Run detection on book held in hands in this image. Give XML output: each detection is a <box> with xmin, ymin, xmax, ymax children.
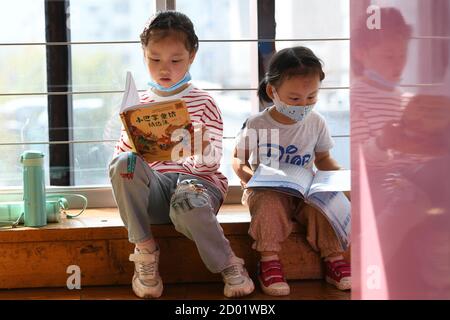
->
<box><xmin>246</xmin><ymin>163</ymin><xmax>351</xmax><ymax>251</ymax></box>
<box><xmin>119</xmin><ymin>72</ymin><xmax>193</xmax><ymax>162</ymax></box>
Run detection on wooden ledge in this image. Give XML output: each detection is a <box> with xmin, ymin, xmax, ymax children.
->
<box><xmin>0</xmin><ymin>204</ymin><xmax>302</xmax><ymax>243</ymax></box>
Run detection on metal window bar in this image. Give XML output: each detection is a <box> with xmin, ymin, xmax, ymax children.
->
<box><xmin>45</xmin><ymin>0</ymin><xmax>74</xmax><ymax>186</ymax></box>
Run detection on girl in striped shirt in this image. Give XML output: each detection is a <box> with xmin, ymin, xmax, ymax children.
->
<box><xmin>110</xmin><ymin>11</ymin><xmax>254</xmax><ymax>298</ymax></box>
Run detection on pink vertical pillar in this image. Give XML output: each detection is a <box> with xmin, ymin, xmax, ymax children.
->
<box><xmin>350</xmin><ymin>0</ymin><xmax>450</xmax><ymax>299</ymax></box>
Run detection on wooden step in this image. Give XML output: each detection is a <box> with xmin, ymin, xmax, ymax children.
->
<box><xmin>0</xmin><ymin>205</ymin><xmax>348</xmax><ymax>288</ymax></box>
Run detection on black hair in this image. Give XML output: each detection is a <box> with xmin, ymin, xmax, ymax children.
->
<box><xmin>140</xmin><ymin>10</ymin><xmax>198</xmax><ymax>53</ymax></box>
<box><xmin>258</xmin><ymin>46</ymin><xmax>325</xmax><ymax>102</ymax></box>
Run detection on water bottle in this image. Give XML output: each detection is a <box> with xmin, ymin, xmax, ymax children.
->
<box><xmin>20</xmin><ymin>150</ymin><xmax>47</xmax><ymax>227</ymax></box>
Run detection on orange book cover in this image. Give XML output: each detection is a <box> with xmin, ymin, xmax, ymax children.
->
<box><xmin>120</xmin><ymin>73</ymin><xmax>193</xmax><ymax>162</ymax></box>
<box><xmin>120</xmin><ymin>100</ymin><xmax>192</xmax><ymax>162</ymax></box>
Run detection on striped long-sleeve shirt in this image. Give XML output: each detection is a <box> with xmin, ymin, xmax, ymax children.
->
<box><xmin>114</xmin><ymin>85</ymin><xmax>228</xmax><ymax>196</ymax></box>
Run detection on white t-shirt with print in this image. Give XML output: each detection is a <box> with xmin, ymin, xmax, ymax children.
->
<box><xmin>236</xmin><ymin>108</ymin><xmax>334</xmax><ymax>171</ymax></box>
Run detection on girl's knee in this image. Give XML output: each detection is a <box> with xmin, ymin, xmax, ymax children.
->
<box><xmin>109</xmin><ymin>152</ymin><xmax>133</xmax><ymax>178</ymax></box>
<box><xmin>109</xmin><ymin>152</ymin><xmax>144</xmax><ymax>180</ymax></box>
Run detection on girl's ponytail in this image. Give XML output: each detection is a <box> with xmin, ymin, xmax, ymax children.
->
<box><xmin>258</xmin><ymin>75</ymin><xmax>272</xmax><ymax>102</ymax></box>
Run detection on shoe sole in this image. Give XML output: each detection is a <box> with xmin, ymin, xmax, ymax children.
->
<box><xmin>131</xmin><ymin>276</ymin><xmax>164</xmax><ymax>299</ymax></box>
<box><xmin>258</xmin><ymin>278</ymin><xmax>291</xmax><ymax>297</ymax></box>
<box><xmin>223</xmin><ymin>278</ymin><xmax>255</xmax><ymax>298</ymax></box>
<box><xmin>325</xmin><ymin>276</ymin><xmax>352</xmax><ymax>291</ymax></box>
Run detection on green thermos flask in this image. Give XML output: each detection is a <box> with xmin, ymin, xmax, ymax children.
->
<box><xmin>20</xmin><ymin>150</ymin><xmax>47</xmax><ymax>227</ymax></box>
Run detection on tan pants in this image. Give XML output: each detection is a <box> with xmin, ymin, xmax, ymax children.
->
<box><xmin>244</xmin><ymin>190</ymin><xmax>342</xmax><ymax>258</ymax></box>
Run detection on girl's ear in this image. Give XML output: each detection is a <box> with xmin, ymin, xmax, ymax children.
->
<box><xmin>266</xmin><ymin>83</ymin><xmax>274</xmax><ymax>100</ymax></box>
<box><xmin>189</xmin><ymin>51</ymin><xmax>197</xmax><ymax>64</ymax></box>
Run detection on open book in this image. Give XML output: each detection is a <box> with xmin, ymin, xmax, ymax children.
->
<box><xmin>119</xmin><ymin>72</ymin><xmax>193</xmax><ymax>162</ymax></box>
<box><xmin>247</xmin><ymin>163</ymin><xmax>351</xmax><ymax>251</ymax></box>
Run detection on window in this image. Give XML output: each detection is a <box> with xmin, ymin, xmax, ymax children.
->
<box><xmin>0</xmin><ymin>0</ymin><xmax>350</xmax><ymax>205</ymax></box>
<box><xmin>0</xmin><ymin>0</ymin><xmax>48</xmax><ymax>188</ymax></box>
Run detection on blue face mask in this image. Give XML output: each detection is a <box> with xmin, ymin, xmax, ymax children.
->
<box><xmin>273</xmin><ymin>89</ymin><xmax>314</xmax><ymax>122</ymax></box>
<box><xmin>148</xmin><ymin>71</ymin><xmax>192</xmax><ymax>92</ymax></box>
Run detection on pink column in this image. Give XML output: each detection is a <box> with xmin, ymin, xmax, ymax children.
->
<box><xmin>350</xmin><ymin>0</ymin><xmax>450</xmax><ymax>299</ymax></box>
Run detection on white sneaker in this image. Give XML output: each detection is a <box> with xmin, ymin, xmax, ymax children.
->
<box><xmin>222</xmin><ymin>257</ymin><xmax>255</xmax><ymax>298</ymax></box>
<box><xmin>130</xmin><ymin>248</ymin><xmax>163</xmax><ymax>299</ymax></box>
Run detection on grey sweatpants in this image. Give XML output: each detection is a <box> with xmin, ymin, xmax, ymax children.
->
<box><xmin>109</xmin><ymin>152</ymin><xmax>234</xmax><ymax>273</ymax></box>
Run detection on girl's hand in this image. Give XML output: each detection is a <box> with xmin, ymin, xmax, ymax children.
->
<box><xmin>191</xmin><ymin>123</ymin><xmax>210</xmax><ymax>155</ymax></box>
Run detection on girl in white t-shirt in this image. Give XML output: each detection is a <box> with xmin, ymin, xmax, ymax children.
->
<box><xmin>233</xmin><ymin>47</ymin><xmax>351</xmax><ymax>296</ymax></box>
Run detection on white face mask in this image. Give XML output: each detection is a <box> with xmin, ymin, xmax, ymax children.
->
<box><xmin>273</xmin><ymin>88</ymin><xmax>314</xmax><ymax>122</ymax></box>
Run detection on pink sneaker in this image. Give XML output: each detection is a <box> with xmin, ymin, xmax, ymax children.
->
<box><xmin>258</xmin><ymin>260</ymin><xmax>290</xmax><ymax>296</ymax></box>
<box><xmin>325</xmin><ymin>259</ymin><xmax>352</xmax><ymax>290</ymax></box>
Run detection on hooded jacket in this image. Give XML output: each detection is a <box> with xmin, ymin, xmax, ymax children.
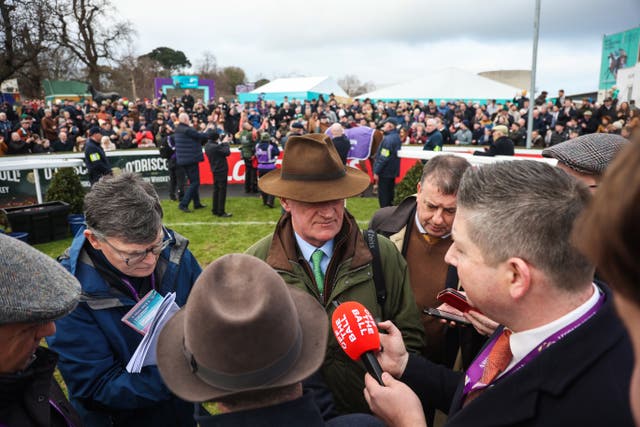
+-------+
■ PROBLEM REQUIREMENTS: Extract every line of the items that contains the string "mask". Case counts.

■ EXPECTED ANSWER:
Run detection on blue face mask in this image. Give XML output: each detection is a <box> with xmin, ymin, xmax, ymax children.
Run detection on white face mask in this image. Give XML output: each detection is a <box> with xmin, ymin, xmax, ymax children.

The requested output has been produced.